#### Given task
Copy word for word the lines below from the one holding "Would you please place a dot on the green foliage" through the one holding "point(196, 382)", both included, and nothing else.
--- start of Items ---
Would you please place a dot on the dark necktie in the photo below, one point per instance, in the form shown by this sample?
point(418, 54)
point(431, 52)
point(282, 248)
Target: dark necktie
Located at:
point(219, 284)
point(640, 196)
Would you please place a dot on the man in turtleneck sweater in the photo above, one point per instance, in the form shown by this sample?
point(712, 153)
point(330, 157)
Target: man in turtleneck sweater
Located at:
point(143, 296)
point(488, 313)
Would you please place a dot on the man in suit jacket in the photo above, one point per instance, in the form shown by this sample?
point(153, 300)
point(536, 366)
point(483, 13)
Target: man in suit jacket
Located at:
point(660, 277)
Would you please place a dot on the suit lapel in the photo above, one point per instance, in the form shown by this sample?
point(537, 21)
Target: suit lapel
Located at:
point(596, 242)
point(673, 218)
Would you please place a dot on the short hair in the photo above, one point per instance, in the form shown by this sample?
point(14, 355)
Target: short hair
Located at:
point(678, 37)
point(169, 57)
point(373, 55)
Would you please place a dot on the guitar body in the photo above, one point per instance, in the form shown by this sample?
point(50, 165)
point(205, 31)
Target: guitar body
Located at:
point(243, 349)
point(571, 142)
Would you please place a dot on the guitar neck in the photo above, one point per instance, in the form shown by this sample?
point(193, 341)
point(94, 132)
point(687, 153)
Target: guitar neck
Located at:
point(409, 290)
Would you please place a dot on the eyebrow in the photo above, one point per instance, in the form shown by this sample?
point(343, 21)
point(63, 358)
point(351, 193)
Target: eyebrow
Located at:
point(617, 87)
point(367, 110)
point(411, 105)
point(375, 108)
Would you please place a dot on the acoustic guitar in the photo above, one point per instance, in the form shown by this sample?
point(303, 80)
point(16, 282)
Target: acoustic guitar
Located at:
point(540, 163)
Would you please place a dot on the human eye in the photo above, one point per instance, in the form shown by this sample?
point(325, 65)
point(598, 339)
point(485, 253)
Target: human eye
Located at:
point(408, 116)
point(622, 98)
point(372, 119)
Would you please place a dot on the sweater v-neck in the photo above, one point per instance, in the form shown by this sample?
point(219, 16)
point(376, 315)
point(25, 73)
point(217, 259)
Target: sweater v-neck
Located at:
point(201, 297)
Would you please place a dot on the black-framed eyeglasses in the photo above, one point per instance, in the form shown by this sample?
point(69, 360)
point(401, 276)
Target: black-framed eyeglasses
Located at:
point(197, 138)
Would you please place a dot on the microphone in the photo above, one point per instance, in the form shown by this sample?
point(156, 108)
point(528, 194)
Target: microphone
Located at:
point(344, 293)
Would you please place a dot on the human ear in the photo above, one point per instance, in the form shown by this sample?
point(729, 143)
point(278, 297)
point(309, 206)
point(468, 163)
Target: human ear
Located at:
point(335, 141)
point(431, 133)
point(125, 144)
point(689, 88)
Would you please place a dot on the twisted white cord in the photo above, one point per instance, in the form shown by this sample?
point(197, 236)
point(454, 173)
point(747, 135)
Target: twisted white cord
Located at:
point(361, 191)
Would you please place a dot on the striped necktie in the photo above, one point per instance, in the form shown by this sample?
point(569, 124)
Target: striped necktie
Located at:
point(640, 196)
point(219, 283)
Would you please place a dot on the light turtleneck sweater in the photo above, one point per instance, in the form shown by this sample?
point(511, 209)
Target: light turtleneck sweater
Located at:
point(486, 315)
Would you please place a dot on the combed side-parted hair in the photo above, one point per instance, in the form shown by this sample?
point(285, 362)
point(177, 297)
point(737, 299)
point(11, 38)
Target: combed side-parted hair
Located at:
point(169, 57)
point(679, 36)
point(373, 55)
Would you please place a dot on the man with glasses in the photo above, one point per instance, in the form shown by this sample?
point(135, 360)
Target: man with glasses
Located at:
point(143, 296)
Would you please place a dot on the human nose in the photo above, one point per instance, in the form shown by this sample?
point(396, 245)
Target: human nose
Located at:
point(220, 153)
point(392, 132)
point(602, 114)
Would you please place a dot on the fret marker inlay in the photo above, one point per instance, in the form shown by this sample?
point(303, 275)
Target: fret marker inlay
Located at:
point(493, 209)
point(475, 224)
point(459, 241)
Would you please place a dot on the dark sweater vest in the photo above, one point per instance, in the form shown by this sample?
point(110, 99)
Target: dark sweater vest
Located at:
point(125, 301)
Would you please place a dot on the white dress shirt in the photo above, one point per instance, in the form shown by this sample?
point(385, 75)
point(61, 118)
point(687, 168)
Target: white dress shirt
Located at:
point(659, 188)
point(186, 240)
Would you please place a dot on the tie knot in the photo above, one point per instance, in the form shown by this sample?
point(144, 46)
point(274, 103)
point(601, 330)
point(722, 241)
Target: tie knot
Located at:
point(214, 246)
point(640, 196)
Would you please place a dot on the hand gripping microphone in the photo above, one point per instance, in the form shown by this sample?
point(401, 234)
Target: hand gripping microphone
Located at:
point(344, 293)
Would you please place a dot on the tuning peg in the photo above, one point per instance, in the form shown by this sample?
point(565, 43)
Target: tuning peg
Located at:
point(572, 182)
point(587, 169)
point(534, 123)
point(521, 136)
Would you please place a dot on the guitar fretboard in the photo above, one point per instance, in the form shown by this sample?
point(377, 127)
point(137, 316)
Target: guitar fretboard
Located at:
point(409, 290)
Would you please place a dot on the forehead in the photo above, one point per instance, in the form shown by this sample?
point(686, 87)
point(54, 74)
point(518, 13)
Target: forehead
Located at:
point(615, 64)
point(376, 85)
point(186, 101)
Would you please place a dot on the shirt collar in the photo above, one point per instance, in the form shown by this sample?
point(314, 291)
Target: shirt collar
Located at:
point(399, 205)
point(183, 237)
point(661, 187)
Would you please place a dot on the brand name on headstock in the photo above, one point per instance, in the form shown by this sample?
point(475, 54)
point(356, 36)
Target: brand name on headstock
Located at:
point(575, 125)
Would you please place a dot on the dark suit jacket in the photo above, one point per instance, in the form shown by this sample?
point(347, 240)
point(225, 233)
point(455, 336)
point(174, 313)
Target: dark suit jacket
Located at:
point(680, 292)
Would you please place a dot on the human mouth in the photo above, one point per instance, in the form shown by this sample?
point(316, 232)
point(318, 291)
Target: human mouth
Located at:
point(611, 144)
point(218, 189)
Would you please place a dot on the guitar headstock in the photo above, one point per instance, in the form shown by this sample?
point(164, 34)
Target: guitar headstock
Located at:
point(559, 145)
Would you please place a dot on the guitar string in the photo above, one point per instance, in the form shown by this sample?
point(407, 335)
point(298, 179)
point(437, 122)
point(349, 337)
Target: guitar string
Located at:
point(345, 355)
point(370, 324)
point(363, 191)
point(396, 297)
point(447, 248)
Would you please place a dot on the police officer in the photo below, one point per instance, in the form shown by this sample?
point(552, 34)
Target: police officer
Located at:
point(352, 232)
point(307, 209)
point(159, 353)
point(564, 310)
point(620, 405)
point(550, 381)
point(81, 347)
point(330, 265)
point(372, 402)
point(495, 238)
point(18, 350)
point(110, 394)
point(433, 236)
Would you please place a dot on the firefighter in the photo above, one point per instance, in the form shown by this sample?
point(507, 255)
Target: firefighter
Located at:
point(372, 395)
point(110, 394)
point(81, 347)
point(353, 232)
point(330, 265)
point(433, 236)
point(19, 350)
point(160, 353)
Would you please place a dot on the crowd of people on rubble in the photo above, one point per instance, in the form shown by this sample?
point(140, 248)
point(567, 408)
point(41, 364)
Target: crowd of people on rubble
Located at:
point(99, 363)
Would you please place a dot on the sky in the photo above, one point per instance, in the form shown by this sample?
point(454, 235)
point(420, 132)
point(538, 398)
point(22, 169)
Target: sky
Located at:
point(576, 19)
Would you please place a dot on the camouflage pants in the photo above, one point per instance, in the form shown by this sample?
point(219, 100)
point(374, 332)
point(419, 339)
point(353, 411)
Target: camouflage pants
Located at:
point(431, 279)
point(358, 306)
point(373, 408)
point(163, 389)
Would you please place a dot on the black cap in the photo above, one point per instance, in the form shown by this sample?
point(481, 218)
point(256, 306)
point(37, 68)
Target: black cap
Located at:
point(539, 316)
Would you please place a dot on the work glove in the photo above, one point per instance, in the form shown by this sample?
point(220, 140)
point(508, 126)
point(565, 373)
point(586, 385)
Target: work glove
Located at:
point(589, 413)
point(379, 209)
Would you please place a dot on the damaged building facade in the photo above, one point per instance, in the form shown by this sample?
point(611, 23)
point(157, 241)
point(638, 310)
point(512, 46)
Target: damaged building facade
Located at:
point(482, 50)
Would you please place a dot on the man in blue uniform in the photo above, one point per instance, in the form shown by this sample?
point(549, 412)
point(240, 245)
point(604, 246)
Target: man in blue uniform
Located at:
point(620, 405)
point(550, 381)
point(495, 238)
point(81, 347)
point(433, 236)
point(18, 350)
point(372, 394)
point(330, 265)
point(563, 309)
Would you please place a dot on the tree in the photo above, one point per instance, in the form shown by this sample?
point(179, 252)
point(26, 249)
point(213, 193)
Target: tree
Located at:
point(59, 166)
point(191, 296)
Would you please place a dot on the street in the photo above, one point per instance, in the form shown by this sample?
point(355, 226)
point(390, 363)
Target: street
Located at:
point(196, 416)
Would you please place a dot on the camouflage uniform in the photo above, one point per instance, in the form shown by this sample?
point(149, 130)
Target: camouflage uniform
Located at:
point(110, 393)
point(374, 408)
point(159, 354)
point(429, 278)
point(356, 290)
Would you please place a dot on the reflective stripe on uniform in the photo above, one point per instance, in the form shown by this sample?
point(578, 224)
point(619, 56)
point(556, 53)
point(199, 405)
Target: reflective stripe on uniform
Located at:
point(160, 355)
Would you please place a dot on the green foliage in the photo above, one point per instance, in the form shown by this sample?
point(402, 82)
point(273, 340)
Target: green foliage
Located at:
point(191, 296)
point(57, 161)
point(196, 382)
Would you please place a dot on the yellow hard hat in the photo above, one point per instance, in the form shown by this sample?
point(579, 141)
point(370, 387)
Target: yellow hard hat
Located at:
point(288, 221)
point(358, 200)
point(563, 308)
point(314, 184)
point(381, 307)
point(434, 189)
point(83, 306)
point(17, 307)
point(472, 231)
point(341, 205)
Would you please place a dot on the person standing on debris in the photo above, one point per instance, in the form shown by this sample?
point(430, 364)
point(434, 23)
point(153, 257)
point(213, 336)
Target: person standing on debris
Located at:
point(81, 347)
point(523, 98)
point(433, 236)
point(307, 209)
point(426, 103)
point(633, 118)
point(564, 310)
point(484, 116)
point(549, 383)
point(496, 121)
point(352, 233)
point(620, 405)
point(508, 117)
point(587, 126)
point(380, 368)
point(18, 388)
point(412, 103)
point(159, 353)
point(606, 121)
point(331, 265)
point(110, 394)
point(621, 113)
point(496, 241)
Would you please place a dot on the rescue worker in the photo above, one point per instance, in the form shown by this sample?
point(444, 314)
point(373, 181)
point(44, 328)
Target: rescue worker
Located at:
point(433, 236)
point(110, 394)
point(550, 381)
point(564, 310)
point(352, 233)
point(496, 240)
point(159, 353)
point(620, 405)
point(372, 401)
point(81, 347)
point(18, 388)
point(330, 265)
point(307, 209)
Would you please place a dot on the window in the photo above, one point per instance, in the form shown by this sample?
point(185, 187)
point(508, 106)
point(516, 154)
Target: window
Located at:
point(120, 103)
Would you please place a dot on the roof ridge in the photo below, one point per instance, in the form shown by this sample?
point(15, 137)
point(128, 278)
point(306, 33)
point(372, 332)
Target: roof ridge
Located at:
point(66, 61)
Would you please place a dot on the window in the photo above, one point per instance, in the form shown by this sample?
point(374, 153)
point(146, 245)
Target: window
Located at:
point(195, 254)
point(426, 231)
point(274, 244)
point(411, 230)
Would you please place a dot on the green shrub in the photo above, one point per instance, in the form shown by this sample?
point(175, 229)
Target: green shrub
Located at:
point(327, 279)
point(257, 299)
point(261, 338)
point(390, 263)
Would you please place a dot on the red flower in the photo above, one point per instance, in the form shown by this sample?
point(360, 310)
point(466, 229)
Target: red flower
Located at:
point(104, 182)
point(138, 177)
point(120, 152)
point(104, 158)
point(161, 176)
--- end of Items ---
#### Task output
Would you please place a dot on the green foliage in the photo above, one point per instance, in the form shown by this sample?
point(402, 82)
point(273, 340)
Target: green foliage
Located at:
point(191, 296)
point(57, 161)
point(196, 382)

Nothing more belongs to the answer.